• Problem details: Write out, word for word, every line in the data below from the one containing "forearm, one point per instance" to the one containing "dark skin, one point per instance", both of them included.

☆ ☆ ☆ ☆ ☆ ☆ ☆

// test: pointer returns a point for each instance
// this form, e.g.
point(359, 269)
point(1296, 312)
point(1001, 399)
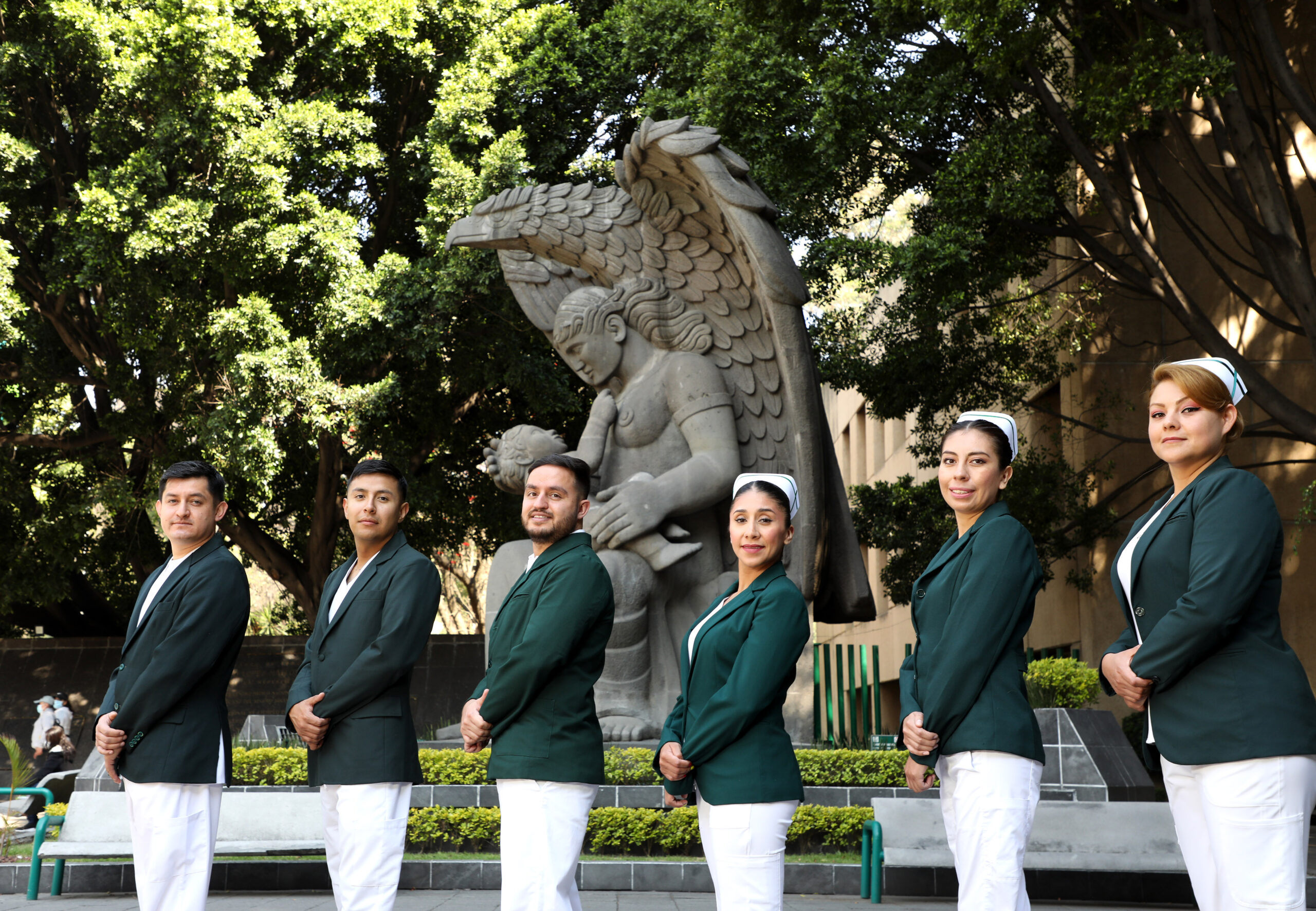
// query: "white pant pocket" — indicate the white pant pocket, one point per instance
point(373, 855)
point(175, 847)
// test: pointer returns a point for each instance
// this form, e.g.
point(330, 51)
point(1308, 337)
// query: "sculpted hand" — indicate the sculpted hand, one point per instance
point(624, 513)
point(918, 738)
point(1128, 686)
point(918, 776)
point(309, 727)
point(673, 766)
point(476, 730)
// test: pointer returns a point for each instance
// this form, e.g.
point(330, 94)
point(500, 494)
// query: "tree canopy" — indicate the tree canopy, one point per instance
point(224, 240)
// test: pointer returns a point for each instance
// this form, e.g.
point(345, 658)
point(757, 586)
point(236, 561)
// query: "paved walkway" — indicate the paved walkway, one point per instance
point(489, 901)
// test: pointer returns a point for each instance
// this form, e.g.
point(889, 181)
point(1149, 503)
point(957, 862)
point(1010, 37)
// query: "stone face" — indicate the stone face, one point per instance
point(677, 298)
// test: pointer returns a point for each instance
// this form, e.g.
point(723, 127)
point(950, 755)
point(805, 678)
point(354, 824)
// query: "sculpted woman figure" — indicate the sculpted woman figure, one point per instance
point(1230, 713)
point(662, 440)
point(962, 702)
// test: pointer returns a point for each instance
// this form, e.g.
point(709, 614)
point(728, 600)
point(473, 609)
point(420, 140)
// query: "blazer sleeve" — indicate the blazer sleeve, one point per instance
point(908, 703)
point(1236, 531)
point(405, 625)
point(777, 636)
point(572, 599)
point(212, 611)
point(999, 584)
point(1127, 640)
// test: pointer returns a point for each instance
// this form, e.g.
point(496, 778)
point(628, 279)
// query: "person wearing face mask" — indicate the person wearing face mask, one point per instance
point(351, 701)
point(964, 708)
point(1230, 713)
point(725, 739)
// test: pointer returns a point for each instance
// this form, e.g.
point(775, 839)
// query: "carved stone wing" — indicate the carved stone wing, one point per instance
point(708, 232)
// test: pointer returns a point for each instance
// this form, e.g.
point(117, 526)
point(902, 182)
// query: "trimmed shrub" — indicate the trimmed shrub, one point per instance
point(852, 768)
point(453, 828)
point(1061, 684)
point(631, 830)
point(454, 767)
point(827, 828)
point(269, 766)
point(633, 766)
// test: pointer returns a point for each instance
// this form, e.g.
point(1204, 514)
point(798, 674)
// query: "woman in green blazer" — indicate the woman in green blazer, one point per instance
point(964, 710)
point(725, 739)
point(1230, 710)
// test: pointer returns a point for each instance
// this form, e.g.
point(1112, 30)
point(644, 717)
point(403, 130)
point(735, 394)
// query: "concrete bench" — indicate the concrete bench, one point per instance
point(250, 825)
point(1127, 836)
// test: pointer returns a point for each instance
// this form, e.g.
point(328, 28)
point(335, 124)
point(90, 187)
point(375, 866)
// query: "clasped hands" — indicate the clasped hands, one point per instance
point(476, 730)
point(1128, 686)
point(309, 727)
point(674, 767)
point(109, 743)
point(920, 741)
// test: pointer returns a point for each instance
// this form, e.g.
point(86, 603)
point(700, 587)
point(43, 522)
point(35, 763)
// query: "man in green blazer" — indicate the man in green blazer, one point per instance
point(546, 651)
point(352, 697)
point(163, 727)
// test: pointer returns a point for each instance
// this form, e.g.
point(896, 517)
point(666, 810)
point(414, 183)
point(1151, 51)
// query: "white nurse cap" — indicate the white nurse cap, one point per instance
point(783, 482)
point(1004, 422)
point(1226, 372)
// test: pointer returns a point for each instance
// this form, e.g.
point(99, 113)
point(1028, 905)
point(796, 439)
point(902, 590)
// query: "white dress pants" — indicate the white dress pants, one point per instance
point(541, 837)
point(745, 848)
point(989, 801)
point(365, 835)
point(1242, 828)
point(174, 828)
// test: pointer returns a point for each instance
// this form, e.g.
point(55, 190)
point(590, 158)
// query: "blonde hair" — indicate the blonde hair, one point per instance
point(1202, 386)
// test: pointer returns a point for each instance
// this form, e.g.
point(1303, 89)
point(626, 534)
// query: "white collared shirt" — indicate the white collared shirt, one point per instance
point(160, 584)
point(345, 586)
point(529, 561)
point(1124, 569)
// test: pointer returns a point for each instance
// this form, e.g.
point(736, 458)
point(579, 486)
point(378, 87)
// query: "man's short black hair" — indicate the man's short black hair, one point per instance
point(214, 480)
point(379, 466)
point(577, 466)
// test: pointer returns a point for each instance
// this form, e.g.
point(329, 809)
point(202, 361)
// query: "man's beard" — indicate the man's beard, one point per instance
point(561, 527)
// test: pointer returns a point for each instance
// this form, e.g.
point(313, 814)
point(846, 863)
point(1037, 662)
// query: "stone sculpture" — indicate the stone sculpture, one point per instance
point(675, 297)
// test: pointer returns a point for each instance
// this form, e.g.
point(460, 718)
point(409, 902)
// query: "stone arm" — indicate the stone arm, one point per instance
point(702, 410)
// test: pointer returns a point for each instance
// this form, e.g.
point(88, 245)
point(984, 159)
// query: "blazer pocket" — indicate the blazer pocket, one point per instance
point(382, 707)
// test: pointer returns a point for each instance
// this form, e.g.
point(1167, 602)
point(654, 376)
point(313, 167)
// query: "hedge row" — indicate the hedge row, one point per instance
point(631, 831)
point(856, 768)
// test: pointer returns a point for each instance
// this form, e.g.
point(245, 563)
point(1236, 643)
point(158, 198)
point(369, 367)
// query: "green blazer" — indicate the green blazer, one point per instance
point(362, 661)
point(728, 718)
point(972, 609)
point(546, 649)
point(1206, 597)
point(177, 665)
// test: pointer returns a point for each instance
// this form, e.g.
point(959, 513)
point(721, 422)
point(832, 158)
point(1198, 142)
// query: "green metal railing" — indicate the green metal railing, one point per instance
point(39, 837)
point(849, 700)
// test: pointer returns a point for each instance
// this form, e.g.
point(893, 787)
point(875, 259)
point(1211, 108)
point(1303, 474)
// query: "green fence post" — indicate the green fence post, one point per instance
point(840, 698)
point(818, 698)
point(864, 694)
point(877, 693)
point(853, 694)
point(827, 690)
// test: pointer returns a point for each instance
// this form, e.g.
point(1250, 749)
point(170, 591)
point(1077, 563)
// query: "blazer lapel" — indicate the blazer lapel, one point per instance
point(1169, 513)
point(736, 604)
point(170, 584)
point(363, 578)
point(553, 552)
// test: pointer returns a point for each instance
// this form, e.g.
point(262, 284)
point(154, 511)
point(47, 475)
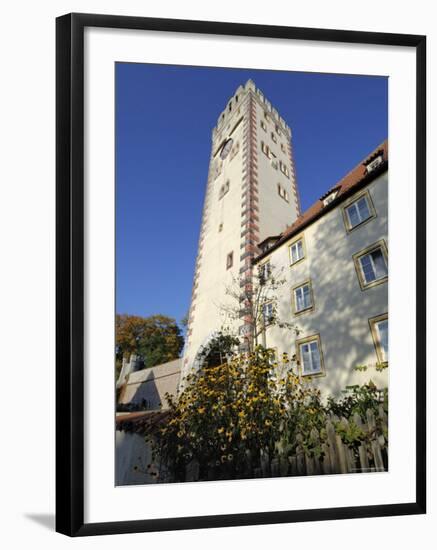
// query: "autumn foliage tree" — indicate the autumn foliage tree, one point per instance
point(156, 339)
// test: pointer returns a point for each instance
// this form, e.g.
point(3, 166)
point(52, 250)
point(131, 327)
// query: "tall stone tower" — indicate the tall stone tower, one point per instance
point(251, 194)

☆ ☆ ☆ ☆ ☆ ☆ ☆

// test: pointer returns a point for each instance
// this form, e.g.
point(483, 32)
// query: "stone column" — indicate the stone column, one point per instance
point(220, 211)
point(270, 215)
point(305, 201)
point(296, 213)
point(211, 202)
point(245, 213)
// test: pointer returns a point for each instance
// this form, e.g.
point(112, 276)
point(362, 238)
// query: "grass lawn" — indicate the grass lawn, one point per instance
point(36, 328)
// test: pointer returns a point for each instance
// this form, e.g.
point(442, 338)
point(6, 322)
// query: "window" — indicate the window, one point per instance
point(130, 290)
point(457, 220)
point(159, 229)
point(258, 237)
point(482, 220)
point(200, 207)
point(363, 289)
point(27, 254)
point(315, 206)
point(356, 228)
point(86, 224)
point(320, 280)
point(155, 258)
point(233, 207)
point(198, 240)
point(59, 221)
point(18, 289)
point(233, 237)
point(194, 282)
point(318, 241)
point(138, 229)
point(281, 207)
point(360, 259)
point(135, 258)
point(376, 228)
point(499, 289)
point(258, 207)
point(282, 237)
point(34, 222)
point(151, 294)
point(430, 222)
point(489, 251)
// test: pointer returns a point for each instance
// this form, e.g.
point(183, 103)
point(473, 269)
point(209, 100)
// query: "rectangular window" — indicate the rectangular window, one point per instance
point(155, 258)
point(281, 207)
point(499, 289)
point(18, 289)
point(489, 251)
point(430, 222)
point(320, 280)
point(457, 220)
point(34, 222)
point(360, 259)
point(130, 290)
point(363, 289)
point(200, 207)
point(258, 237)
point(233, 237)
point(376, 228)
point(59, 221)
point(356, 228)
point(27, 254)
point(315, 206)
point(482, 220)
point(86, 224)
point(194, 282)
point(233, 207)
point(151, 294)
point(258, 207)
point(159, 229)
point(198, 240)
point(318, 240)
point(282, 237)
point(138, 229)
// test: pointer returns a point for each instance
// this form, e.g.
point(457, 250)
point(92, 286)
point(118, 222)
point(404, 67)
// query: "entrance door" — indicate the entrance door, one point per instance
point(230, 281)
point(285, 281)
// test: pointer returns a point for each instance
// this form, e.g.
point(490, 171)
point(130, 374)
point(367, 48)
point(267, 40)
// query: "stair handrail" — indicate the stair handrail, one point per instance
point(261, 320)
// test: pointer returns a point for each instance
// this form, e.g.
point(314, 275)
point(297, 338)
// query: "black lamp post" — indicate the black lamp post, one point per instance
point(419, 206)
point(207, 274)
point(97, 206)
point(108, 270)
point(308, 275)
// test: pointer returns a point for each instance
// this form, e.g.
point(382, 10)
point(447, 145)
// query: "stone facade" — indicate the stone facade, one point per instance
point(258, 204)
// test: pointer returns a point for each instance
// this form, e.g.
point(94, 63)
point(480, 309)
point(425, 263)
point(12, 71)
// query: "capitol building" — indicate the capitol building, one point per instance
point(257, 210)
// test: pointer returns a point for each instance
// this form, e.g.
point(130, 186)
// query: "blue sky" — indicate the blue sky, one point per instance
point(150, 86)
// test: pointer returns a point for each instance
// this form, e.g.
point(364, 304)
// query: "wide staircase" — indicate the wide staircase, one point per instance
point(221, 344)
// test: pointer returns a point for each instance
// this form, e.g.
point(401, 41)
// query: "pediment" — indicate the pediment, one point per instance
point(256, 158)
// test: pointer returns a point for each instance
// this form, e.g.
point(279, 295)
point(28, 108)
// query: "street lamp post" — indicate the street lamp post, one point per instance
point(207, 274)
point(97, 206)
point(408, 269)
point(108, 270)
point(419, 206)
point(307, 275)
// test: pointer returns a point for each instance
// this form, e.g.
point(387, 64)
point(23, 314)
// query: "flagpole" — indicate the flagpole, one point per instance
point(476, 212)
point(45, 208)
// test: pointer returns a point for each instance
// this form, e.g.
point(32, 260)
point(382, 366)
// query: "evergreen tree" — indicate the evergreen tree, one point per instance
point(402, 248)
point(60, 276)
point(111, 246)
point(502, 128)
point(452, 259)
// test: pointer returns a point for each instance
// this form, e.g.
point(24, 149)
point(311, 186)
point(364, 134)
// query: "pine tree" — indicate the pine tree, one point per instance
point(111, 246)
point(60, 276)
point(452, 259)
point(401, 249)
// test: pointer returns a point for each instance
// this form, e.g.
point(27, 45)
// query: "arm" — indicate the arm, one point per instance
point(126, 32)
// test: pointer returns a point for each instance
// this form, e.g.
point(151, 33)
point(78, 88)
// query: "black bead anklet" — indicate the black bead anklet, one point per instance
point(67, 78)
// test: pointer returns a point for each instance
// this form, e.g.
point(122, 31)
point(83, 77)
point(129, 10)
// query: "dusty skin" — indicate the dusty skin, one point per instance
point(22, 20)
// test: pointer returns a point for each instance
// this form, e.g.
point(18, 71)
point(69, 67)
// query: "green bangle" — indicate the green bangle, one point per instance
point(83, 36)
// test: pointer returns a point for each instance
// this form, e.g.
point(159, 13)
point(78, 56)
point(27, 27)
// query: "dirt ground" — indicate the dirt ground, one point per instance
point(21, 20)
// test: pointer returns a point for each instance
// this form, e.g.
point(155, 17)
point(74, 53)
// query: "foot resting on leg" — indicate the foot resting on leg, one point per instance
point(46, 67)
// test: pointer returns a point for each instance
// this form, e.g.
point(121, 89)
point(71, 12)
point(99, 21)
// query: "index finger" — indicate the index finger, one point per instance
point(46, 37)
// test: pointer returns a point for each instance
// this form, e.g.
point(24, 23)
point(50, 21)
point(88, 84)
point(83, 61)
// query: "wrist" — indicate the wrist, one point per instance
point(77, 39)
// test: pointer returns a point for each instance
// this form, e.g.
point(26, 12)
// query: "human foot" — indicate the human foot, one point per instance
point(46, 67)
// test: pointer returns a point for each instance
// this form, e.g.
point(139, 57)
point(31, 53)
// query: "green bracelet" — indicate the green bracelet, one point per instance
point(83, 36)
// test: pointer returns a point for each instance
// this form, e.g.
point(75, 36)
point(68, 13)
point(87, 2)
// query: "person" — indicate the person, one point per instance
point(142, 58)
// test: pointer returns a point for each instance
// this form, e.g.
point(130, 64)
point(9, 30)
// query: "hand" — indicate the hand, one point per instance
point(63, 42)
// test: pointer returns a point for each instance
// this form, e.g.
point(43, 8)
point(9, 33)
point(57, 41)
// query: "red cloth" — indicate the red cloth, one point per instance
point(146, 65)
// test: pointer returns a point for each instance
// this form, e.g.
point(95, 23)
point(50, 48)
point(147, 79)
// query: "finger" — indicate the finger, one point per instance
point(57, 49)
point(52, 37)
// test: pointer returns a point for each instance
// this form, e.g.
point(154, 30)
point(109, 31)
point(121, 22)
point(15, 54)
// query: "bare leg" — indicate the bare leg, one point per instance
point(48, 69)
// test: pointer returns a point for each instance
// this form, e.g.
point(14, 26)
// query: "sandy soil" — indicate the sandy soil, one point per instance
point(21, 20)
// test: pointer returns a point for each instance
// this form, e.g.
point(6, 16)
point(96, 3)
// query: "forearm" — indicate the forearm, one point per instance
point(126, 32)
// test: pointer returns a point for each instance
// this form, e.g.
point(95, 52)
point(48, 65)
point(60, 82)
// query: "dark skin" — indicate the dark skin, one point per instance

☆ ☆ ☆ ☆ ☆ ☆ ☆

• Task output:
// query: "forearm" — indicate the forearm, one point per instance
point(126, 32)
// test: pointer returns a point for each instance
// this form, e.g.
point(95, 52)
point(48, 65)
point(60, 82)
// query: "dark skin" — indicate the dark skin, one point per instance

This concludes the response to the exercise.